# Start of Document segment

# CCR2000E woes



## bosco659 (Feb 1, 2013)

Well they called for snow tonight and my CCR2000E was partially disassembled because I was going to install new auger paddles. Got the thing apart and when I compared my old paddles, the new ones were different. The new ones were OEM Toro #99-9313, which according to many parts lists are the correct ones for my machine - not. 

Anyway after I froze my fingers off I put it back together with the old paddles which weren't so bad after all. Just pi$$ed that I got the wrong ones. Now I need to find the correct ones and hopefully sell these for the money that I paid for them.

Oh well, live and learn.


----------



## Kiss4aFrog (Nov 3, 2013)

Do you know what the correct part number is ??

The 99-9313 has six mounting screws, did yours have 8, like the 55-9251 ??


----------



## bosco659 (Feb 1, 2013)

Kiss4aFrog said:


> Do you know what the correct part number is ??
> 
> The 99-9313 has six mounting screws, did yours have 8, like the 55-9251 ??


I just checked and you are correct. The ones I need must be the 55-9251.

Ran the machine tonight with the old paddles on and it worked ok. I guess I will keep an eye open for a set over the winter. Do you know what the part number is for the scraper and belt for the CCR2000?

Thanks


----------



## Kiss4aFrog (Nov 3, 2013)

Happy to see what I can find. Can you post the complete ID numbers off the machine ??


----------



## bosco659 (Feb 1, 2013)

I'll have a look and post tomorrow. Thanks


----------

# End of Document segment

* List of tasks:
A) From the snowblower thread, copy the passage between "I just checked" and "the machine ??", inclusive.
B) Condense the snowblower thread's paragraph beginning "Well they called for snow tonight" into a short bulleted list that keeps its main facts.
The lines that come after this thread have no connection to it.

# Start of Data lines

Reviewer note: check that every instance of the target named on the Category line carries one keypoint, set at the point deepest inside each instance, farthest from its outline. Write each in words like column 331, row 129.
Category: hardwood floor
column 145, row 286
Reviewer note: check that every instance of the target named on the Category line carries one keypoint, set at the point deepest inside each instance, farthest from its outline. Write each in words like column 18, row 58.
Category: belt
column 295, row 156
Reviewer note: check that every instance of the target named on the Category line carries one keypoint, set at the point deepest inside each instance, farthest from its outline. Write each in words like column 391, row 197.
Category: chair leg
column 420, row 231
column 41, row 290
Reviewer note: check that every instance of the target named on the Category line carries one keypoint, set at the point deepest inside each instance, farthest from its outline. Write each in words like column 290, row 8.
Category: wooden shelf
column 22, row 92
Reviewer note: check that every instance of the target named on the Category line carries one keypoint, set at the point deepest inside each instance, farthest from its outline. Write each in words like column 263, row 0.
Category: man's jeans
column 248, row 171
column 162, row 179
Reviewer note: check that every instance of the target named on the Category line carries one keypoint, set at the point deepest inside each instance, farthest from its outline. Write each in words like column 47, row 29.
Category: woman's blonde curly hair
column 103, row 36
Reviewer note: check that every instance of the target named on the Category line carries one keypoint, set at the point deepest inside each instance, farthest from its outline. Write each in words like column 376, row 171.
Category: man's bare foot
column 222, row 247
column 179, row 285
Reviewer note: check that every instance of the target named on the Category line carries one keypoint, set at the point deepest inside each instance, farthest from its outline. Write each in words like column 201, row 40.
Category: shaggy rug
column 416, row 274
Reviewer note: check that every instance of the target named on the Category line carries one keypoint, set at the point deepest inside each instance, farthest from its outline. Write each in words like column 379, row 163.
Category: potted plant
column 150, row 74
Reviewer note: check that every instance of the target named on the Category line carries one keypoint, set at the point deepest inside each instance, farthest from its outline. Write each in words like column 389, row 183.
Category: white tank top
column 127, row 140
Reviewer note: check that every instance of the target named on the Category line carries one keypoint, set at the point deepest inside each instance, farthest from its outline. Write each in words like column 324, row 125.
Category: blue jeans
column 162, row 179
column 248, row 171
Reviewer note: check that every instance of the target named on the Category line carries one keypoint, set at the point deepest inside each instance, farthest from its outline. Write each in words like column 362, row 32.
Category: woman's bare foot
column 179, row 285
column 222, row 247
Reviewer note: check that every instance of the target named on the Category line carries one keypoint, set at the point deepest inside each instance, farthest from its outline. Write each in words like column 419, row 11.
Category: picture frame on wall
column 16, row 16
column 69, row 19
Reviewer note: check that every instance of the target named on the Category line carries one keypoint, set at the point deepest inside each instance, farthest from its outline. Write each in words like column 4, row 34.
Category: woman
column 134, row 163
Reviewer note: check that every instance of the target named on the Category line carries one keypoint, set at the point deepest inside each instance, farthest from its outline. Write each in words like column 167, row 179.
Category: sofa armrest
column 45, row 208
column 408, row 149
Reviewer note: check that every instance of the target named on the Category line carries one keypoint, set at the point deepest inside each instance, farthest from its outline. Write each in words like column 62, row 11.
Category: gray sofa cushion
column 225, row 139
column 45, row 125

# End of Data lines

* Outputs by task:
A)
I just checked and you are correct. The ones I need must be the 55-9251.

Ran the machine tonight with the old paddles on and it worked ok. I guess I will keep an eye open for a set over the winter. Do you know what the part number is for the scraper and belt for the CCR2000?

Thanks


----------



## Kiss4aFrog (Nov 3, 2013)

Happy to see what I can find. Can you post the complete ID numbers off the machine ??

B)
- Snow was forecast while the CCR2000E was partly taken apart to install new auger paddles.
- The new paddles did not match the old ones.
- The new paddles were OEM Toro #99-9313, which many parts lists give as correct for the machine, but they were not.